Segmentation data:
==*==
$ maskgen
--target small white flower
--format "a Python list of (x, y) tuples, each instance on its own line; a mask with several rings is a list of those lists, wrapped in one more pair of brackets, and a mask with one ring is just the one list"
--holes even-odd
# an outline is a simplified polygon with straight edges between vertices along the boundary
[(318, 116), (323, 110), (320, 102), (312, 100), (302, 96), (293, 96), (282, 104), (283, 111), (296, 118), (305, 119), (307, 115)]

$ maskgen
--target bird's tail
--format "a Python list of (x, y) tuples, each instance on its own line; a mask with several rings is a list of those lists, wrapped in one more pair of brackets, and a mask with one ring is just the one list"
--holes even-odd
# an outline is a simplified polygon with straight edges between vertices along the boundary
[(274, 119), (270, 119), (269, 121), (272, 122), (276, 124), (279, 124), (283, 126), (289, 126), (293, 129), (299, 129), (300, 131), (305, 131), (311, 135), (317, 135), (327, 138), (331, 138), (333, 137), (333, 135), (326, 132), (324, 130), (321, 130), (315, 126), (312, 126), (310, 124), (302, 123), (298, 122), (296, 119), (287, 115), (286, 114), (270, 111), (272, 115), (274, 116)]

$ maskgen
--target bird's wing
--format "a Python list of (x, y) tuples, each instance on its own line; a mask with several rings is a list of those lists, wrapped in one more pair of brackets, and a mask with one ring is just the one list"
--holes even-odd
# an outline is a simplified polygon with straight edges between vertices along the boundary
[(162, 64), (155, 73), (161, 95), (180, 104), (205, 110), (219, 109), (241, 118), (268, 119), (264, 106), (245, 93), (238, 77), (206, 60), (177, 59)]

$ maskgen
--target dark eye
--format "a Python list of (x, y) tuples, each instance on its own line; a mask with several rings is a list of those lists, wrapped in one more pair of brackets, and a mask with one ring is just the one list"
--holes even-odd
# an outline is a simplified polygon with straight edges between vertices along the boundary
==*==
Swap "even-odd" for "nonzero" wherever it occurs in the records above, and write out all of the lines again with nothing else changed.

▶ _TASK RESPONSE_
$ maskgen
--target small white flower
--format "a Python list of (x, y) tuples, each instance on its own line; a mask with several rings is a list of those lists, wrapped in one more pair of brackets, and a mask with one ring is just the one list"
--holes nonzero
# an outline is a simplified polygon with straight edges between vertices along the boundary
[(318, 116), (323, 110), (320, 102), (312, 100), (302, 96), (293, 96), (282, 104), (283, 111), (296, 118), (305, 119), (307, 115)]

$ maskgen
--target bird's tail
--format "a Python list of (x, y) tuples, each instance on its own line; a mask with several rings is a list of those lists, wrapped in one more pair of brackets, and a mask with one ring is just the one list"
--holes nonzero
# an outline is a simplified polygon with straight edges between vertices along the boundary
[(274, 119), (270, 119), (269, 121), (272, 122), (276, 124), (279, 124), (283, 126), (289, 126), (293, 129), (299, 129), (300, 131), (305, 131), (311, 135), (317, 135), (327, 138), (331, 138), (333, 137), (333, 135), (326, 132), (324, 130), (321, 130), (315, 126), (312, 126), (310, 124), (302, 123), (298, 122), (296, 119), (287, 115), (286, 114), (270, 111), (272, 115), (274, 116)]

$ maskgen
--target bird's wing
--format "a Python list of (x, y) tuples, each instance on its own line; a mask with several rings is a list of those lists, wrapped in one more pair of brackets, and a mask with one ring is just the one list"
--holes nonzero
# an outline is a simplified polygon with straight edges between vertices along the boundary
[(162, 64), (155, 73), (161, 95), (180, 104), (205, 110), (219, 109), (241, 118), (268, 119), (264, 106), (245, 93), (238, 77), (206, 60), (177, 59)]

$ maskgen
--target dark eye
--format "a Python list of (x, y) tuples, each instance on its own line; a mask with several rings is a list of those lists, wrapped in one more pair of brackets, and a mask with one ring is just the one list"
--holes nonzero
# an outline is a simplified polygon with straight edges between vertices along the boundary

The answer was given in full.